Given request »
Transcribe the listing in full, excluding any pictures.

--- start of Records for the exercise ---

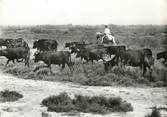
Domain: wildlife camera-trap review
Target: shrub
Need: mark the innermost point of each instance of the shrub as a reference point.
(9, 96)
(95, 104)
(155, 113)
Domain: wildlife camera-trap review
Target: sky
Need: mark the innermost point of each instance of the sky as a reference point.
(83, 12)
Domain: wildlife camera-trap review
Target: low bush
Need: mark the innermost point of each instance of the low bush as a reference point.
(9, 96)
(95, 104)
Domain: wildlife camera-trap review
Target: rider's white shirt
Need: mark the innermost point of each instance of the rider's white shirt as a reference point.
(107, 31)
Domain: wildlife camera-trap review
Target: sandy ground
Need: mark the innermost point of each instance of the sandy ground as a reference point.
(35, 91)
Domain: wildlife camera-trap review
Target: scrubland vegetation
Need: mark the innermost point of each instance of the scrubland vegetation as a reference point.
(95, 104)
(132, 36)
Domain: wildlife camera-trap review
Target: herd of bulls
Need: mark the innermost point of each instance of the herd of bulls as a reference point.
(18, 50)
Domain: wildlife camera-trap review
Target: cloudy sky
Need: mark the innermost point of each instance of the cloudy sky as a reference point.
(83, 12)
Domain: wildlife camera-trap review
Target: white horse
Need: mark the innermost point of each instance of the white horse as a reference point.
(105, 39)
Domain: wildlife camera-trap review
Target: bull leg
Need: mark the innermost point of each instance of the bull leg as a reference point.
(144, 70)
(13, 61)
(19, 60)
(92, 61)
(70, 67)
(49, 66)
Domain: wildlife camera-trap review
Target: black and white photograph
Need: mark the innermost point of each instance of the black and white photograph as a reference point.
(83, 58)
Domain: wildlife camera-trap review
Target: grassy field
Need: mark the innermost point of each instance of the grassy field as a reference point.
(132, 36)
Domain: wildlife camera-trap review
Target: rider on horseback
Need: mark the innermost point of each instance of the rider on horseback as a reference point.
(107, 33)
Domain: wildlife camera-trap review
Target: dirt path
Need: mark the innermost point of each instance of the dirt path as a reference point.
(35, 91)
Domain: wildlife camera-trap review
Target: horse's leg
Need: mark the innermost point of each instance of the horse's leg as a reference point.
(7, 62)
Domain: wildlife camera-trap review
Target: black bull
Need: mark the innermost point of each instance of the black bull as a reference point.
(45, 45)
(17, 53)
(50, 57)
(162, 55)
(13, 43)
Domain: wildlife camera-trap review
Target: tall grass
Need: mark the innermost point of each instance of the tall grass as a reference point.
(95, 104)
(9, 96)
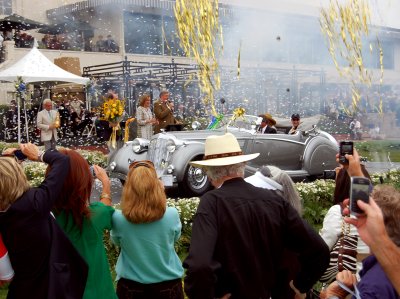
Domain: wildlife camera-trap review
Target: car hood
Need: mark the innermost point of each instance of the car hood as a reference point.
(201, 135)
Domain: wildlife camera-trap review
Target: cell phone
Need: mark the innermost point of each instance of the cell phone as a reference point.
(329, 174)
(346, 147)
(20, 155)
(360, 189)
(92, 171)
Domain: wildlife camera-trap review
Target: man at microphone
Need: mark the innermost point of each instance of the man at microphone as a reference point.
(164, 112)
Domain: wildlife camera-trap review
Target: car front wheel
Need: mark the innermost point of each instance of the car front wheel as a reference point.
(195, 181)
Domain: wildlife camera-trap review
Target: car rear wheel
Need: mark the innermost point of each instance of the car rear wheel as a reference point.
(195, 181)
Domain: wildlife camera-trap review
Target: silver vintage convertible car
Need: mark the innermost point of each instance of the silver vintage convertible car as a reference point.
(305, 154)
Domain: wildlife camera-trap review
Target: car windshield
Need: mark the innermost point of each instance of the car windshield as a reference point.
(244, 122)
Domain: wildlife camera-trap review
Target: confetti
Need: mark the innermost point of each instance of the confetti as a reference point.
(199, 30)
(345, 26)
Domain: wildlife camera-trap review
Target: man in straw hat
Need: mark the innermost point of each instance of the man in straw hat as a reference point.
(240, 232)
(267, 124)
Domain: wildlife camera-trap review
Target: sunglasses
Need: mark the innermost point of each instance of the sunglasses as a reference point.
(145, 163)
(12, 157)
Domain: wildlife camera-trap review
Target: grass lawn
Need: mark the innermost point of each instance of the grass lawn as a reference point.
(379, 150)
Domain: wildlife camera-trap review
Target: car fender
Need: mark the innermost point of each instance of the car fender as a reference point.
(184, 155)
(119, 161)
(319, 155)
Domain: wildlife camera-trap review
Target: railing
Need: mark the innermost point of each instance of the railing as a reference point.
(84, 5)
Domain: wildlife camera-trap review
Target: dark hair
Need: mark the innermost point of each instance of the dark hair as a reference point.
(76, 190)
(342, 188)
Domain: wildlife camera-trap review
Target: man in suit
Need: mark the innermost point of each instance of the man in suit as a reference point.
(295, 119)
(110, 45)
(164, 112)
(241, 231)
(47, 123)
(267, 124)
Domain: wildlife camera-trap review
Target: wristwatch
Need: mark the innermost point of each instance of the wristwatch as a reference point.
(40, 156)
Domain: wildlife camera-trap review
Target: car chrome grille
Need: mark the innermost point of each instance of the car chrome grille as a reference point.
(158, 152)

--- end of Records for the exercise ---

Complete answer »
Domain: wildlife camera-trap review
Target: shrub
Need: mark the innermost point of each instance of the shrub as a reference point.
(9, 96)
(95, 104)
(155, 113)
Domain: wildlife camera-trap review
Target: sky
Need: mark the innermost point of each instance of the sky as a reference point.
(83, 12)
Domain: wildlife camera-trap review
Target: low bush
Need: mark the innermost point of each instance of the low bush as a reference point.
(9, 96)
(95, 104)
Domain: wildlife camera-trap review
Target: rider's white shirt
Need: mark the innermost point of each instance of the rider's white shirt as a reference point.
(107, 31)
Domain: wildlife camera-trap review
Target: sandy ground
Need: mark the innermost point of each instance of the sandy ground as a reference point.
(35, 91)
Domain: wildlife camera-trap review
Target: scrubland vegetation
Need: mark the innermost point of each instance of the scrubland vegetation as a reference point.
(95, 104)
(132, 36)
Domain: wildlife camera-trap review
Target: herd of bulls
Need: mark the innermost point of each instance of the herd of bulls as a reference point.
(18, 50)
Domain: wildlife camera-trap review
Target: cloudy sky
Need: mark the innermost point of each instance of the cloudy sky as a reference point.
(83, 12)
Domain: wildlife camera-trap review
Target: white horse
Need: mark the innermost point of each instance of the white horse as a reference point.
(105, 39)
Domain: wildlife camera-trap review
Target: bull leg
Need: mark the innermost point of each instance of the bull leg as a reference point.
(144, 70)
(13, 61)
(19, 60)
(92, 61)
(70, 67)
(49, 66)
Domain: wildlife camera-trap review
Target: black and white photograph
Need: mark the innermost point of each instance of the black and white photograph as a reference point.
(83, 58)
Domain: wildlife camera-trap review
Target: grassy field
Need: mark the innermost point of each instance of the grassy field as a reference point.
(132, 36)
Domain: wildlife camera-trap review
Target: rider on horseback
Need: mark the innermost point of each instance of the rider on horseback as a reference point.
(107, 33)
Domain: wildlife camera-trap review
Target: dirt path
Need: mark the innermost point of each instance of the dirt path as a reference point.
(35, 91)
Domain: wildlife camera-trap review
Target: horse's leg
Need: mark the innermost point of each instance of the horse's leg as a reference point.
(7, 62)
Domain: wildlife camera-trap review
Target: black bull
Need: mark the innermost point of each instance of the black bull as a reference point.
(45, 45)
(17, 53)
(50, 57)
(162, 55)
(13, 43)
Domain: wildlife camera-trap review
Target: tall grass
Need: mark the innermost point of each instance of the tall grass as a reference point.
(95, 104)
(9, 96)
Domain: wildlife camera-trap review
Target: car hood
Need: mark the innermost point of each instance of the car hood as a reference point.
(201, 135)
Domain: wildlife camera-trap review
Target: cell phone
Need: mark the innermost point of each instance of the cell phone as a reference point.
(329, 174)
(346, 147)
(20, 155)
(360, 189)
(92, 171)
Domain: wildlife camera-trap review
Target: man at microphone
Need: mark the innermost point of each instance of the man at microphone as a reference point.
(164, 112)
Domain: wildlife camera-trap review
Target: car front wheel
Need: mark the innermost point of each instance of the car front wheel as a reference point.
(195, 181)
Domain: wildlife camera-trap review
Target: car rear wheel
Need: mark the innermost point of each instance of the car rear wheel as a reference point.
(195, 181)
Domain: wildlife camera-trap review
Target: silver vintage convertible car
Need: mark the innermost point of each instance of the silver vintage convertible car as a reference point.
(305, 154)
Domain: wildlife camera-trap review
Target: car windshield
Need: mark the innermost point of each instance of the car windshield as a reference point.
(244, 122)
Domain: wildlife camera-trap review
Target: confetti
Need: mark the innermost point of each instance of the confetti as a reference point.
(199, 30)
(345, 26)
Domain: wildlife camera-trap review
Target: man in straw hat
Need: mark the innermost point of each instance of the man in straw hat as a reference point.
(240, 232)
(267, 124)
Domain: wildlife camera-trap review
Target: sunglasses
Need: mark the innermost point of each instance of the sunglasses as a reference point.
(145, 163)
(12, 157)
Domain: wildlife camera-trap review
Target: grass lawn
Need: mark the innermost point of each instance of the grass lawn as a reference point.
(379, 150)
Domain: wildlife camera-trap review
Target: car fender
Need: mark the innermost point of each instance of the car fender as a reference point.
(184, 155)
(119, 161)
(319, 155)
Domain: wildlife camera-trap review
Target: railing
Need: mark the innermost point of each instance of the railing as a reference point.
(84, 5)
Domain: wildlife camera-trap review
Target: dark hair
Need: mark the innermost point of each instance of the dark hair as a reference point.
(76, 190)
(342, 188)
Domain: wildlife camera-trap review
Target: man in suit
Need: mark the innermost point of each instance of the man in suit as a reference point.
(295, 119)
(110, 45)
(164, 112)
(241, 231)
(47, 123)
(267, 124)
Domain: wildlife camera-trap review
Target: wristwatch
Need: mark the innermost point of each instance of the wristwatch as a reference point.
(40, 156)
Domain: wildlife camera-trap review
Target: car chrome grille
Need: mark the innermost point of each instance of the car chrome grille as a reference point.
(158, 152)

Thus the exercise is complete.